- _SELECTED TEXT_:

※

# 1 of my 19 baby beardies



## ReptileResort (Jul 25, 2005)

1 of the 19 new baby beardies died this morning , he/she was one that got stuck in it egg for hours , i thought it was dead in the egg , so i helped it out and it has lived for 2 weeks , he/she seemed fine yesterday , and last night , but was dead when my partner turned the light on this morning , bless its soul , and i hope it runs free with Steve in the after life


----------



## NNY (Feb 2, 2006)

Sorry to hear that Matt... such a shame after being fine for 2 weeks.


----------



## pie_man (Oct 1, 2005)

awwww mate bless ya lil bearide RIP


----------



## garysumpter (Apr 18, 2005)

Still, well done on 18 healthy babies, thats a good result 

Gary


----------



## nicky (Jul 13, 2005)

ahh shame, but as said good result with others...

※

- _DATASET EXCERPTS_:
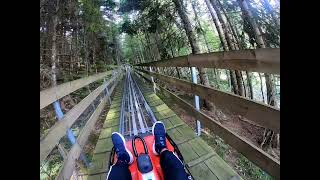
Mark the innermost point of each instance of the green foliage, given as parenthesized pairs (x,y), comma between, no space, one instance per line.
(248,169)
(243,166)
(50,169)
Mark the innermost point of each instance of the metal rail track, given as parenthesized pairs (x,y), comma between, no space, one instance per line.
(136,116)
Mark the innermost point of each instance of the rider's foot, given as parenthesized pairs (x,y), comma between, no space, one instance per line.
(159,133)
(123,154)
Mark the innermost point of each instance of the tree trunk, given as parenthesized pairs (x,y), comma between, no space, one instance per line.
(261,44)
(53,33)
(193,3)
(271,11)
(261,86)
(227,45)
(231,44)
(193,42)
(249,84)
(217,24)
(233,30)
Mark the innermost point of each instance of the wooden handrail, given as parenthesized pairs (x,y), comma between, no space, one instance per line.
(48,142)
(262,114)
(265,60)
(69,164)
(53,94)
(243,146)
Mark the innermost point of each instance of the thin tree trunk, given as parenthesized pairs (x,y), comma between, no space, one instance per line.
(249,84)
(216,78)
(217,24)
(234,32)
(261,85)
(193,42)
(261,44)
(271,11)
(193,3)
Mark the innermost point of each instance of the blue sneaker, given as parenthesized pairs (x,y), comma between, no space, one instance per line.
(124,155)
(159,133)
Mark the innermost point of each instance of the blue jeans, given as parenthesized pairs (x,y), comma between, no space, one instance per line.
(171,166)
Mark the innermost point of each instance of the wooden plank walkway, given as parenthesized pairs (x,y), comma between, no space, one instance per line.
(200,158)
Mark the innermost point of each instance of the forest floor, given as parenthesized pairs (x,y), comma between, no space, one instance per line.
(251,132)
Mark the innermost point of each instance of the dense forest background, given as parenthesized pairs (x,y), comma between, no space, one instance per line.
(79,38)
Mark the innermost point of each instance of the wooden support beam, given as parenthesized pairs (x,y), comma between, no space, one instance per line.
(53,94)
(69,164)
(265,60)
(261,114)
(243,146)
(48,142)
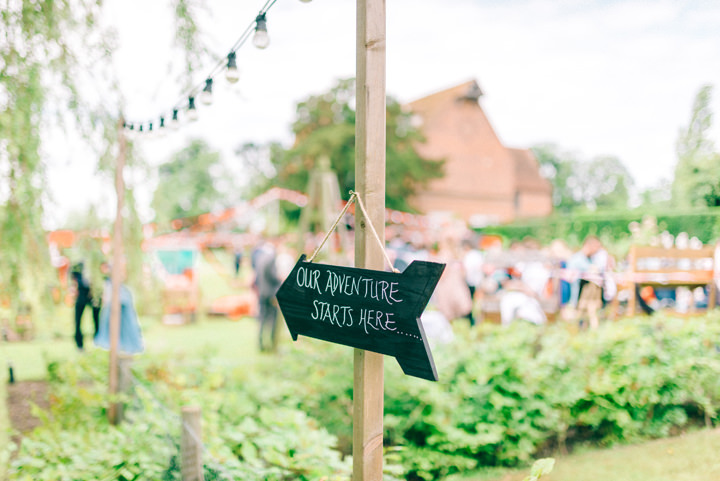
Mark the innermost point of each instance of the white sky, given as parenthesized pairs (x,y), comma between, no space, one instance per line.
(595,77)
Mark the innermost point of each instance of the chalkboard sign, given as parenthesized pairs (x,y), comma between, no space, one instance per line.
(372,310)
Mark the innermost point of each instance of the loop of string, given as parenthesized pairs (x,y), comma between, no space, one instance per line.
(354,196)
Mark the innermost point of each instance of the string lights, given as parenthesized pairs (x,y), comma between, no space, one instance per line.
(204,91)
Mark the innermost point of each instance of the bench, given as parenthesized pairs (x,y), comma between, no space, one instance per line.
(662,267)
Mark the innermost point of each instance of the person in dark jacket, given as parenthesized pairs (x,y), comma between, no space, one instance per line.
(266,284)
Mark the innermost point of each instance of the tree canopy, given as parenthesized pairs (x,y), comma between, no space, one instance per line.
(325,126)
(188,183)
(602,181)
(697,173)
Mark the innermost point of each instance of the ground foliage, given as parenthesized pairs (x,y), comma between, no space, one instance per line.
(505,396)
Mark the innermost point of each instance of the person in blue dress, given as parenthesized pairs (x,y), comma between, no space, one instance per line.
(131,340)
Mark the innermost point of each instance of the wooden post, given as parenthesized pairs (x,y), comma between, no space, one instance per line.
(116,274)
(368,387)
(191,464)
(124,381)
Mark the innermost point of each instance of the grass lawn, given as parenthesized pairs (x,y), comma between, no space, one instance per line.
(234,342)
(690,457)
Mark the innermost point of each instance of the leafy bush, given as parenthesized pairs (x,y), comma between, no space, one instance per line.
(243,439)
(505,395)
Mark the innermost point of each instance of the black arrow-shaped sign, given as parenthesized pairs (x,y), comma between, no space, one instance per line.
(372,310)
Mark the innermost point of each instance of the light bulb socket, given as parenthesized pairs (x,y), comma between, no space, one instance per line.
(174,121)
(206,94)
(232,75)
(261,39)
(261,23)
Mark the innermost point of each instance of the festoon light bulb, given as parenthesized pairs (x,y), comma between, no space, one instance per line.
(232,74)
(206,94)
(192,111)
(261,39)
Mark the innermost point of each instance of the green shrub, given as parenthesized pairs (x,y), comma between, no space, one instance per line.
(505,396)
(574,227)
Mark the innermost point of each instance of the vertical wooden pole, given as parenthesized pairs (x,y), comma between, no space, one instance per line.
(368,387)
(191,464)
(117,271)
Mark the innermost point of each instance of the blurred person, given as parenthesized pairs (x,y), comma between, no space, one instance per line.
(130,340)
(85,296)
(473,265)
(267,282)
(451,295)
(587,279)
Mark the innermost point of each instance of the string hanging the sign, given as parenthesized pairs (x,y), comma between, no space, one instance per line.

※

- _WHAT YOU NEED TO DO_: Carry on the forum thread about the baby bearded dragon that died, writing on from its final reply. The records are separate material and are not connected to the forum thread.

- _ANSWER FOR THE TASK_:
----------



## Bonnie Mitchell (Jul 24, 2006)

Bless it. Still, no more suffering for it.
Sounds like a good healthy lot otherwise. You must be proud.


----------



## leila (Jul 26, 2006)

I am sorry for your loss!  sounds like you did all you could, at least it had the time of its life for two weeks!


----------



## tombraider (May 6, 2006)

R.I.P. little baby beardie


----------



## DeanThorpe (Apr 9, 2006)

bugger eh?  Poor little thing.


----------



## -reptiles4life- (Sep 25, 2006)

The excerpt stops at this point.